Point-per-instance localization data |
--

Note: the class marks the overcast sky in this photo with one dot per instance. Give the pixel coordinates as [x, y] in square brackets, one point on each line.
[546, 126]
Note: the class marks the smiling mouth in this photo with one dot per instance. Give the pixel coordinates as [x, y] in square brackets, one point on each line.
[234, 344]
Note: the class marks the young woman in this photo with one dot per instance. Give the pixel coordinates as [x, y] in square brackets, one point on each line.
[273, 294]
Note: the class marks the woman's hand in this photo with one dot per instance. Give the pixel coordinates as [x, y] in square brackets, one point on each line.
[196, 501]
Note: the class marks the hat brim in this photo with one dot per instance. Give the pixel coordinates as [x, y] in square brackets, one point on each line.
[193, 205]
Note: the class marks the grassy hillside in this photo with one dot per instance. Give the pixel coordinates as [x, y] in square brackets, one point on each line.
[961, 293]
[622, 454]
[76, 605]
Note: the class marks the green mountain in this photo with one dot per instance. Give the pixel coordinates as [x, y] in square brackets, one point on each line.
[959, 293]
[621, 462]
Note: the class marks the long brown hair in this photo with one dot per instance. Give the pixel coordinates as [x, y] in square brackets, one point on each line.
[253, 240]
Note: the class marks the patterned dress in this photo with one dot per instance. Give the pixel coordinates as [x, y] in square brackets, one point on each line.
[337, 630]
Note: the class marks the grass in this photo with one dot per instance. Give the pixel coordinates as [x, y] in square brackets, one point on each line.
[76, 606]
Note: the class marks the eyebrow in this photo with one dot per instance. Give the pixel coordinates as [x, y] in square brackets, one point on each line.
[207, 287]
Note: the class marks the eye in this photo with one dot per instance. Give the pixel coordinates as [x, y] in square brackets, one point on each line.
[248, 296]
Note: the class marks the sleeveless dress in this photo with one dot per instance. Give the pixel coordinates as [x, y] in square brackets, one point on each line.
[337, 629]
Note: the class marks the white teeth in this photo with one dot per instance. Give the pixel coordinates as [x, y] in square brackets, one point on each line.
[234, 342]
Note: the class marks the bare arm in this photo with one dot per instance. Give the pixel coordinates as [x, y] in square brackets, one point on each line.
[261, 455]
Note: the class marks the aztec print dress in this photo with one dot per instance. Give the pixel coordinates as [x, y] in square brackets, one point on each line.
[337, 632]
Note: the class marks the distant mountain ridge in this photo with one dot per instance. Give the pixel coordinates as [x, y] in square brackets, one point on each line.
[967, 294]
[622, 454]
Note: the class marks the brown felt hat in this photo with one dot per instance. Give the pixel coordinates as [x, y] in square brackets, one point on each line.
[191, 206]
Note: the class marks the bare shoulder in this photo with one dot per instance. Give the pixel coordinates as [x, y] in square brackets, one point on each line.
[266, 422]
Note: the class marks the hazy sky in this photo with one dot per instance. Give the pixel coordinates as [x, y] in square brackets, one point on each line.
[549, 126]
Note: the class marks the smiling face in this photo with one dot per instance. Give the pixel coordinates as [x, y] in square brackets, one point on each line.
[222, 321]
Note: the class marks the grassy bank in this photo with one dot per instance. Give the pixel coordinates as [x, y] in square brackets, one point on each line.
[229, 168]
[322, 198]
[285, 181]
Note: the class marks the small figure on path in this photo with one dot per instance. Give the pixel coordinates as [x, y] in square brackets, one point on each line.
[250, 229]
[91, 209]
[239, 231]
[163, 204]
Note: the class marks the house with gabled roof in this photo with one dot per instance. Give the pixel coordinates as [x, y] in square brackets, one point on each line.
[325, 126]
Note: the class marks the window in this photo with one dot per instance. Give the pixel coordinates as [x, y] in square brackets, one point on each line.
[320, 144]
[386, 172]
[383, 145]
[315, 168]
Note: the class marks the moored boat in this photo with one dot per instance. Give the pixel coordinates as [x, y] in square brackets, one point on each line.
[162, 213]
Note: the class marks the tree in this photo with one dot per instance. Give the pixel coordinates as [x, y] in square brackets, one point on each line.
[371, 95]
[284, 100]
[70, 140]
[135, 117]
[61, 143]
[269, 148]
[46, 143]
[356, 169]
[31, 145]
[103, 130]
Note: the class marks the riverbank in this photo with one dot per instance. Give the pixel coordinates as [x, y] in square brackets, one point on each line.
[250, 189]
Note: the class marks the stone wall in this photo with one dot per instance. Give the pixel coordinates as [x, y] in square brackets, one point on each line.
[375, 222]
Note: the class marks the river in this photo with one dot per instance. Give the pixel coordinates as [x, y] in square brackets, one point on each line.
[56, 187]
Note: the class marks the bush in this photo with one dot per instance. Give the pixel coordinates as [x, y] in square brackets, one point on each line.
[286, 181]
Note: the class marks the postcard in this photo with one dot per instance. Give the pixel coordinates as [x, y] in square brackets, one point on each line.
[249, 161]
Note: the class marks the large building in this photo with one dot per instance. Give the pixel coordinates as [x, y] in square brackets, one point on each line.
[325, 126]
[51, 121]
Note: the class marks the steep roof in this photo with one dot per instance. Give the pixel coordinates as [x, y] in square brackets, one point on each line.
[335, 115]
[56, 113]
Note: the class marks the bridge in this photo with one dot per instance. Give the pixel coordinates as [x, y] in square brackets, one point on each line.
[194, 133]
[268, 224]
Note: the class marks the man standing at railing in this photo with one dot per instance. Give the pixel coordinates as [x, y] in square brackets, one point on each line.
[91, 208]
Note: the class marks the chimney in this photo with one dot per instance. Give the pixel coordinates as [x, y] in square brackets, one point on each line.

--

EXERCISE INSTRUCTIONS | Using the data above, reproduce every line exactly.

WRITTEN SOLUTION |
Note: the class marks the overcast sky in this photo with one dot per instance. Give the pixel coordinates as [x, y] in square brackets, one point on each line.
[546, 126]
Note: the class marks the smiling mouth in this photo with one dot per instance. Give the pixel coordinates as [x, y] in square brackets, one point on each line.
[234, 344]
Note: the class marks the young woman in this photo with one dot per instance. Give the pixel coordinates as [x, y] in square brackets, one point on each line.
[273, 294]
Note: the class marks the woman's hand in this photo with one dot per instance. Give the pixel coordinates as [x, y] in square brackets, one point on each line.
[196, 501]
Note: the class marks the hat brim in this photo with one dot per instance. Give the pixel coordinates as [x, y] in square brackets, one point on each line.
[193, 205]
Note: the class marks the grassy hillside in this photo with one dot per instance. Give the pixel coordinates as [x, y] in square brackets, one point on each line.
[961, 293]
[622, 454]
[76, 605]
Note: the class marks the green mountain in this photo with one dot per instance. Give the pixel coordinates as [x, y] in square brackets, one point on each line.
[959, 293]
[621, 462]
Note: the class marks the long brown hair in this photo with one dot per instance. Give the pixel coordinates as [x, y] in square brackets, one point on each line.
[253, 240]
Note: the class marks the patterned dress in this photo with one dot per instance. Give the pixel coordinates as [x, y] in square brackets, one point on each line.
[337, 630]
Note: the class marks the grass in this photo with one dot per instance. Give the pixel coordinates as [x, y] in square brackets, one point on each line.
[76, 606]
Note: the class marks the eyebrow in this photo with one dot per instance. Give the pixel coordinates as [x, y] in square brackets, one point on each line.
[207, 287]
Note: the class marks the eye in this photo with one dot per instance. Give the pixel coordinates as [x, y] in square brackets, one point on each line.
[248, 296]
Note: the class marks the sleeveless dress in this photo with one dot per instance. Give the pixel coordinates as [x, y] in square brackets, one point on each line.
[337, 629]
Note: the class marks the white teeth in this photo with one dot per instance. Give the pixel coordinates as [x, y] in square brackets, one point on each line.
[234, 342]
Note: the class marks the bare arm in this photo with one dot per instance. Give the pixel coordinates as [x, y] in square brackets, one point on each line.
[261, 455]
Note: the class marks the aztec print dress in this photo with one dot per instance. Give the pixel coordinates as [x, y] in square brackets, one point on each line.
[337, 632]
Note: the class marks the distant mountain ridge in this photo with one dot per instance. Give the pixel coordinates as [x, y] in square brackets, one point on each line.
[967, 294]
[622, 454]
Note: the class marks the brown felt hat in this photo with one dot per instance. Give the pixel coordinates as [x, y] in square brackets, one point on each line.
[191, 206]
Note: the class marks the bare shoulder in this photo with one dot per instance. Give the pixel coordinates as [x, y] in square brackets, one point on each line.
[266, 422]
Note: the class marks the hazy sky in this photo with one dot per instance. Give the pixel coordinates as [x, y] in square brackets, one point on each line.
[549, 126]
Note: the class marks the smiling face in this photo with one dot per instance. Give the pixel coordinates as [x, y] in square brackets, one point on each line.
[222, 321]
Note: the class marks the grassy bank in this photo with one dot per instance. Give the pixel coordinates as [x, y] in square brackets, one point on each line.
[229, 168]
[322, 198]
[285, 181]
Note: the class marks the small figure on path in this photo with one dot per instance. Give the pixel coordinates as [x, y] in square brackets, one point on each line.
[250, 229]
[91, 209]
[239, 231]
[163, 204]
Note: the class marks the house with gabled roof in this photo with one dot per instance. Give the pixel coordinates as [x, y] in square brackets, one point on each line.
[325, 126]
Note: the class marks the window in this photo with one dot per instance. Give the pixel coordinates as [x, y] in square brackets, one point on each line.
[320, 144]
[386, 172]
[383, 145]
[315, 168]
Note: the class marks the moored boat in this photo with one dot per instance. Give the pixel coordinates as [x, y] in square brackets, one point on each line.
[162, 213]
Note: the class marks the tree in this photo with one dot per instance. Give the pixel coordinates as [x, y] in square brackets, one point on each line.
[371, 95]
[284, 100]
[70, 140]
[135, 117]
[61, 143]
[269, 148]
[46, 143]
[356, 169]
[31, 145]
[103, 130]
Note: the class marks the riverbank in this photo with one dot per instance. Give the pixel coordinates as [x, y] in square brackets, one point on each line.
[250, 189]
Note: the class marks the stone wall in this photo with one dot per instance. Give the pixel coordinates as [x, y] in square brackets, one point on each line.
[375, 222]
Note: the class marks the river in this photo with one dot per instance. Give the pixel coordinates as [x, y] in square brackets, one point on each line.
[56, 187]
Note: the class marks the bush in this photo with one dot per instance. Give the pixel coordinates as [x, y] in square brackets, one point on each line.
[286, 181]
Note: the class marks the postcard in this photo with one dot per instance. Give the pixel coordinates as [x, y] in square brackets, one point on each line.
[249, 161]
Note: the class marks the large building in this photo with one dot per instance. Give the pixel coordinates as [x, y] in square brackets, one point on each line.
[325, 126]
[51, 121]
Note: the class marks the steep roof in this photo with one dot per instance. Give the pixel coordinates as [x, y] in square brackets, one point on each line.
[335, 115]
[56, 113]
Note: the class marks the bridge in this photo with one dot per instance. Give the pixel coordinates as [x, y] in square brackets, one point on each line.
[194, 133]
[268, 224]
Note: the class marks the man standing at railing in this photo with one dot per instance. Give the pixel coordinates as [x, y] in square brackets, one point on each line.
[91, 208]
Note: the class marks the chimney in this photo with one dot per instance. Give the pixel coordinates as [x, y] in square brackets, one point on each line.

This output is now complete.